--- TEXT ---

Off I went on my search to find a suitable company. Many companies allowed you to compose your books on the internet. A good idea as you have to send the photographs to them. For me these remotely hosted applications are awkward so I avoid them. I made notes of those I liked but carried on the search for some software I could run on my desktop and demonstrate to the rest of the clan on my laptop.

My search uncovered many who offered software for Windows. Most even offered Mac OS software. I found only one offering that allowed me to use Linux, a requirement for me. I have therefore used fotoinsight to print my book. As a Linux enthusiast I have to show support for any company that supports my platform. In fact there are at least a couple of options, the software is written by cewe and their offering also uses the software.

I am not complaining about the minimal support for Linux. This is what is expected for a system used on so few computers. Most enthusiasts have access to Windows should everything else fail, this limits the minimal damage for companies. Why do I mention it? First I want those who do support Linux to know that I appreciate their efforts. Then I want to let others know that I do use commercial software when required on my Linux system. I have about 4 paid for applications on my Linux systems, that is more than my Windows using friends own on average! Linux users are not the people who make illegal copies of software, after all that is one of the points of the GNU license.

--- SUPPLIED RECORDS ---
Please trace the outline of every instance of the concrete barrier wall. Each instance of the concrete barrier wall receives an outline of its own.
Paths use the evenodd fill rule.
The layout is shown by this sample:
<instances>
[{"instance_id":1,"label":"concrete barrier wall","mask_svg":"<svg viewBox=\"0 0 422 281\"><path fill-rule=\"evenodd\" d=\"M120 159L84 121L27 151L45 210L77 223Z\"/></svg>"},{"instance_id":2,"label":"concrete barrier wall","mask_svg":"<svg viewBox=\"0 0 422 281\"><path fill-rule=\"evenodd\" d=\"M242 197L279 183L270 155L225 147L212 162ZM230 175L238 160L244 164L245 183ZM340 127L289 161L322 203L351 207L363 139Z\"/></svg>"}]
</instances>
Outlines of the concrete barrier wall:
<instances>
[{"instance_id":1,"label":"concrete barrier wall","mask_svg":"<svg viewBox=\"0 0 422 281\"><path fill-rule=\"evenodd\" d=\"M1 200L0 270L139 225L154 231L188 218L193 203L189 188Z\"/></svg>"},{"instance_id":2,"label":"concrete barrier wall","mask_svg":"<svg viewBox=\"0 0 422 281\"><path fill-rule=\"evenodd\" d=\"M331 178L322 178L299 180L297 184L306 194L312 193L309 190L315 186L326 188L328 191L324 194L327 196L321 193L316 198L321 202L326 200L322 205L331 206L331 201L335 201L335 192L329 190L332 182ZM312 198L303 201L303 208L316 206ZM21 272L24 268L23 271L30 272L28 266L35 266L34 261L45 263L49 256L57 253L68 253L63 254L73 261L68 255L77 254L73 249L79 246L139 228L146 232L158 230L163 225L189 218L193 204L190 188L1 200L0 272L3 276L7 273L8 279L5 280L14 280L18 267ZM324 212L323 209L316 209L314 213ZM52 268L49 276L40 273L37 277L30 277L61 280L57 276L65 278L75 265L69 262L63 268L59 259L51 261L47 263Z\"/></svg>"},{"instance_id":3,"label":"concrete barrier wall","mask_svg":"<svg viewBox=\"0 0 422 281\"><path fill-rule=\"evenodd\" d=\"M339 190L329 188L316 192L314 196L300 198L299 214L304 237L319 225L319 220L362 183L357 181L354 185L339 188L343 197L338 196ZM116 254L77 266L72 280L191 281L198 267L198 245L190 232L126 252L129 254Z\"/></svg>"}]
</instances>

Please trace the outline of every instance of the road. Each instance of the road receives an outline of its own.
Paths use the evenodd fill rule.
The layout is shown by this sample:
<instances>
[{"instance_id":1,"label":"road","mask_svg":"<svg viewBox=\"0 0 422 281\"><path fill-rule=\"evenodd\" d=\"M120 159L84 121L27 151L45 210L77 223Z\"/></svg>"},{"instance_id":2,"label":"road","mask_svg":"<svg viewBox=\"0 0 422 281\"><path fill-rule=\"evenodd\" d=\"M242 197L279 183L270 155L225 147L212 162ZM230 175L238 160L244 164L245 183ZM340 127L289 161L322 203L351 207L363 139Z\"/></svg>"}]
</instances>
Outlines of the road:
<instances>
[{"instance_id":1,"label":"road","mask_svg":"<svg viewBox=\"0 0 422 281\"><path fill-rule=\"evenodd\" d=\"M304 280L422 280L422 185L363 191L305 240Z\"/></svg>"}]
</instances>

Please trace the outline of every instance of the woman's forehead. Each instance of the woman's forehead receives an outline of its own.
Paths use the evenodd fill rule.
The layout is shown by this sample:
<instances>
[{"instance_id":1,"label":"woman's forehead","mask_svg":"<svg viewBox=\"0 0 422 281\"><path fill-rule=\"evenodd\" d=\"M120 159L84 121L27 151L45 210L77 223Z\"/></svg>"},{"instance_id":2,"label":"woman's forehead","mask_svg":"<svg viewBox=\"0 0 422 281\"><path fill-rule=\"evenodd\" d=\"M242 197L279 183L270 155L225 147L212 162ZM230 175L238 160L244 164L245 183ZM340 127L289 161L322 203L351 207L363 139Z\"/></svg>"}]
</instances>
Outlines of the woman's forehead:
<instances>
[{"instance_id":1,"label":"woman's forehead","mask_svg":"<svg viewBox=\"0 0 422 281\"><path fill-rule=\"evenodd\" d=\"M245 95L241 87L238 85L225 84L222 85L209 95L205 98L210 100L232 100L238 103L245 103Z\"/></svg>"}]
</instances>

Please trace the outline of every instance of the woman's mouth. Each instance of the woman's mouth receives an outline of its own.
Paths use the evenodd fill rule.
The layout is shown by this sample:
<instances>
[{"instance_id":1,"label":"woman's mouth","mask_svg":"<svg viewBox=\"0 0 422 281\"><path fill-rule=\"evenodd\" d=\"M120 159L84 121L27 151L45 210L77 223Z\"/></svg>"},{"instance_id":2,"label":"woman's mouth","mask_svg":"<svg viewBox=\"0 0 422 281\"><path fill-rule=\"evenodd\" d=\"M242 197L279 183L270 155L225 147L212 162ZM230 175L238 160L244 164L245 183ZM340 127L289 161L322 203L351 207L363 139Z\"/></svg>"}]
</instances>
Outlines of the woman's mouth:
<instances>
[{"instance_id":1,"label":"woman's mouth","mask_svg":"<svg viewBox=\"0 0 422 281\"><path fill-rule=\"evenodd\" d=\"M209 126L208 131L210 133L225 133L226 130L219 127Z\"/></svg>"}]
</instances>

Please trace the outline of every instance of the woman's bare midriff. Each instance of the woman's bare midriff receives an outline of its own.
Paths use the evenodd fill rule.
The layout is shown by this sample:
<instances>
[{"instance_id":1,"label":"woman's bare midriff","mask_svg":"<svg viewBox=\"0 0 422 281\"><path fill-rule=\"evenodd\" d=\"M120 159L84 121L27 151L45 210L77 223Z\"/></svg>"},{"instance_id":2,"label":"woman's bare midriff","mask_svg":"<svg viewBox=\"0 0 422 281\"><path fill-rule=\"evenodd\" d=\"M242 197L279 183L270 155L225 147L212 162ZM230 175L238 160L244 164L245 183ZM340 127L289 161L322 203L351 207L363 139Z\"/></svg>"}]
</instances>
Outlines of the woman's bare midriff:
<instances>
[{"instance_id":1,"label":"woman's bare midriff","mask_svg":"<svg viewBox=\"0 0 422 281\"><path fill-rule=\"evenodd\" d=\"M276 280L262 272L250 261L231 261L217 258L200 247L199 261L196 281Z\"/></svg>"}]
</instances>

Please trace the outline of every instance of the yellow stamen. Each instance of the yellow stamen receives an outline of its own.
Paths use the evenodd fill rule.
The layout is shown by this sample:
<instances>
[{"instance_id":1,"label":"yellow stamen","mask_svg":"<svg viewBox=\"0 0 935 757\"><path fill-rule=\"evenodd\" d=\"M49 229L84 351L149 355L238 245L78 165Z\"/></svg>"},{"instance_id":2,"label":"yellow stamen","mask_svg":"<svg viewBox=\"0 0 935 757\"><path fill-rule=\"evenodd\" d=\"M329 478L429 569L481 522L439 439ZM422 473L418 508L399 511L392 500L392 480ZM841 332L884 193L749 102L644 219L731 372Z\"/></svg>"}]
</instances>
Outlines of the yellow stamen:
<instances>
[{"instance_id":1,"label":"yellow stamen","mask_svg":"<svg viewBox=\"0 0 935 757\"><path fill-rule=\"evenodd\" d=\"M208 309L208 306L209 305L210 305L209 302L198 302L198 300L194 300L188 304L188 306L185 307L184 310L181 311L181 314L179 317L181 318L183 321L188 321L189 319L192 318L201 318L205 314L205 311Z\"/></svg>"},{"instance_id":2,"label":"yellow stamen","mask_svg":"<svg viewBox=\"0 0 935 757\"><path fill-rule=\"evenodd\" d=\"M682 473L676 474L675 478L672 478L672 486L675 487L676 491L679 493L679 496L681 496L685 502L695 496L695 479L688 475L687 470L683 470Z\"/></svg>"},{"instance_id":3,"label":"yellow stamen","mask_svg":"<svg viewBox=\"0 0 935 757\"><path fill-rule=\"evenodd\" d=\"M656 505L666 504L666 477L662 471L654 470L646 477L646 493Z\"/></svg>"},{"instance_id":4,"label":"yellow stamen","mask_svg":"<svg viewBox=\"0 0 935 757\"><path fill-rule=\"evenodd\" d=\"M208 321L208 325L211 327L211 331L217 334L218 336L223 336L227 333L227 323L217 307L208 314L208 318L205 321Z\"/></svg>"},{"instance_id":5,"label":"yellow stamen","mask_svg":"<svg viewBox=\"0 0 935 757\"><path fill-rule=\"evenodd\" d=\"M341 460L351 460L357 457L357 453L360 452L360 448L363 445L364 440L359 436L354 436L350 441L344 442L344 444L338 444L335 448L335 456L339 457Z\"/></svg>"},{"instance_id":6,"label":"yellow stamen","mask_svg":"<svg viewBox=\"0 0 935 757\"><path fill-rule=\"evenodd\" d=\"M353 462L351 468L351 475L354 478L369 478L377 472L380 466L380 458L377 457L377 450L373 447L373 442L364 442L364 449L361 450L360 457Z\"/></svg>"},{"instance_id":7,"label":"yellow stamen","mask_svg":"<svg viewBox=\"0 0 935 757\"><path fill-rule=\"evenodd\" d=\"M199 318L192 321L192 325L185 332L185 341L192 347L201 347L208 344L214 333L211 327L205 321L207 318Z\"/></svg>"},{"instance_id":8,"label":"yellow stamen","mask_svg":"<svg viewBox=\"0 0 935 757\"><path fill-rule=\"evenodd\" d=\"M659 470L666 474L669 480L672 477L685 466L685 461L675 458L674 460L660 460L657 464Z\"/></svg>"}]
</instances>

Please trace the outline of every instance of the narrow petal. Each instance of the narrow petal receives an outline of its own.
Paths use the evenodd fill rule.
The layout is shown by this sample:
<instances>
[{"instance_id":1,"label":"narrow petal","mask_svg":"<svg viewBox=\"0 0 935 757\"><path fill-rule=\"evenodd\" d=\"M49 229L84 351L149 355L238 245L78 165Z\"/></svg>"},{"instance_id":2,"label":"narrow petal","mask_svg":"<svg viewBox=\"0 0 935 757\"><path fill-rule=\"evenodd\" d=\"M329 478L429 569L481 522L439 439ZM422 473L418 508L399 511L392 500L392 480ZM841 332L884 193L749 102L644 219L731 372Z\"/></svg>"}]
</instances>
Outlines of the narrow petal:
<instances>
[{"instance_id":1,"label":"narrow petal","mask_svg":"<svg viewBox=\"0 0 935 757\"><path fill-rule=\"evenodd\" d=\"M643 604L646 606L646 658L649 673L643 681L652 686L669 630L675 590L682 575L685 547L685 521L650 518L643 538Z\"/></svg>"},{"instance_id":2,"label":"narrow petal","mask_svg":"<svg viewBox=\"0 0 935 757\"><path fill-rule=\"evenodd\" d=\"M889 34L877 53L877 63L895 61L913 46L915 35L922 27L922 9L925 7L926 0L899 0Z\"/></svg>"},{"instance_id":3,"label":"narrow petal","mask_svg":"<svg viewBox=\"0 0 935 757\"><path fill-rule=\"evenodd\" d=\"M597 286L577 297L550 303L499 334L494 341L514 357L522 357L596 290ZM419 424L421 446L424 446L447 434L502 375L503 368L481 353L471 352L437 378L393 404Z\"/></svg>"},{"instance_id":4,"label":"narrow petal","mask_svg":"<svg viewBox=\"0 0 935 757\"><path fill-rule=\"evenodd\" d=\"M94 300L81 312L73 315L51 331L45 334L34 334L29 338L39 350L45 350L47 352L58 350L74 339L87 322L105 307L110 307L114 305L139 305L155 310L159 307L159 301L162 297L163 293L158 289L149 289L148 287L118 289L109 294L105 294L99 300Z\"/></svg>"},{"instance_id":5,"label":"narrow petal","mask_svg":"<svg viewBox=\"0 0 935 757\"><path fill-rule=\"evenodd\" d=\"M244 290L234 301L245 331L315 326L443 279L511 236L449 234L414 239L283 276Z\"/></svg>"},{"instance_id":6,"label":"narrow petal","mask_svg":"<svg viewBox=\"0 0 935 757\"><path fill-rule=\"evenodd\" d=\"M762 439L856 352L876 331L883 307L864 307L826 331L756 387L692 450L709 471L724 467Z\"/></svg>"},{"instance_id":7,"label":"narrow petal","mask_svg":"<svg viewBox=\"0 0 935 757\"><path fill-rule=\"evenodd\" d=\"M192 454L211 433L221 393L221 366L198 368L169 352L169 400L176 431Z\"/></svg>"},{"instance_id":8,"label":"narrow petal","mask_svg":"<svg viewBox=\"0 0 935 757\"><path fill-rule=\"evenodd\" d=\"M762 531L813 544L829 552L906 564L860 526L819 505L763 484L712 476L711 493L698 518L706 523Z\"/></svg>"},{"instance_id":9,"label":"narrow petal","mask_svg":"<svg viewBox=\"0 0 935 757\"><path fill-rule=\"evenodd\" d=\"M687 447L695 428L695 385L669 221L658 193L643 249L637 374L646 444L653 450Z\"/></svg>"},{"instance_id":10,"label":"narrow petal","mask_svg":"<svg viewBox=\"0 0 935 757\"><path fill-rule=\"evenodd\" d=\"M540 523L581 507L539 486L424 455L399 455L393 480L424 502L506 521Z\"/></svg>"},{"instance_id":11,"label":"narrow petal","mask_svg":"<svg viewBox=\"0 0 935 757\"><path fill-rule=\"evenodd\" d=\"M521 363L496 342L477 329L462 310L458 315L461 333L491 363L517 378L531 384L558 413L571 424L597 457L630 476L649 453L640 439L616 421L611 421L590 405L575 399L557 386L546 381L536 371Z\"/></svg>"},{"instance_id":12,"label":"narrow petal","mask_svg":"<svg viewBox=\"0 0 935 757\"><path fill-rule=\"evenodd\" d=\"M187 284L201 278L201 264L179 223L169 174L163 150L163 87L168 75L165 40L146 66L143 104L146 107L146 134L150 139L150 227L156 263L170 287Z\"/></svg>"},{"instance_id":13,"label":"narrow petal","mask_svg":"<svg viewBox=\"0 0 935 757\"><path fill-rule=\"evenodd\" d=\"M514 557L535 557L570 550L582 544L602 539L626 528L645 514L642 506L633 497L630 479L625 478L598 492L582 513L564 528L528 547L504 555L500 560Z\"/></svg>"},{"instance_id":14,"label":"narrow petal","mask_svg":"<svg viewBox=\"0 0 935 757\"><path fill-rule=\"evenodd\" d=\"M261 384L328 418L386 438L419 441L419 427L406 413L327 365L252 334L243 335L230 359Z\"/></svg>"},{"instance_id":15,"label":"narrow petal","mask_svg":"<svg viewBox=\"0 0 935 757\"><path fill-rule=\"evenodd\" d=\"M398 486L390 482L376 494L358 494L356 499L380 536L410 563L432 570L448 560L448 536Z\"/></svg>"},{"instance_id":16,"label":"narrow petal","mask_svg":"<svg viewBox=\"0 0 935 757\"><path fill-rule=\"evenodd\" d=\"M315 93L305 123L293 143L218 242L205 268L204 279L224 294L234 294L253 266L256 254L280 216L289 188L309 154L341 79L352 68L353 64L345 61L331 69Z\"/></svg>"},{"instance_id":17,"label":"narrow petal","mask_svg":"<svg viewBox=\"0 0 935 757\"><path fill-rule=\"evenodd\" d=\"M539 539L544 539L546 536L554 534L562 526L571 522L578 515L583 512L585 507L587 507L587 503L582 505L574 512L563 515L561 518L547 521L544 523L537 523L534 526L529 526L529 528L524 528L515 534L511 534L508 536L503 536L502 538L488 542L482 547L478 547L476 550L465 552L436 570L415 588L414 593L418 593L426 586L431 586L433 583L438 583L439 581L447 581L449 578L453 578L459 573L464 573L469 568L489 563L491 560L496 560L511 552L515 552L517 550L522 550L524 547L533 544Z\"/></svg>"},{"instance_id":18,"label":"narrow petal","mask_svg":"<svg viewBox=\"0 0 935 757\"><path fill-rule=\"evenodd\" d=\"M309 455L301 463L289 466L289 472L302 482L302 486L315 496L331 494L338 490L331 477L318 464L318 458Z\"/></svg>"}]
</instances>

--- GIVEN EXERCISE A ---
In the photo book text, which software did the writer use to print the book?
--- GIVEN EXERCISE B ---
Rewrite the part of the photo book text that opens with the words containing "I am not complaining" and closes with "the GNU license.", swapping "commercial software" for "paid software".

--- FINAL RESULT A ---
Fotoinsight.

--- FINAL RESULT B ---
I am not complaining about the minimal support for Linux. This is what is expected for a system used on so few computers. Most enthusiasts have access to Windows should everything else fail, this limits the minimal damage for companies. Why do I mention it? First I want those who do support Linux to know that I appreciate their efforts. Then I want to let others know that I do use paid software when required on my Linux system. I have about 4 paid for applications on my Linux systems, that is more than my Windows using friends own on average! Linux users are not the people who make illegal copies of software, after all that is one of the points of the GNU license.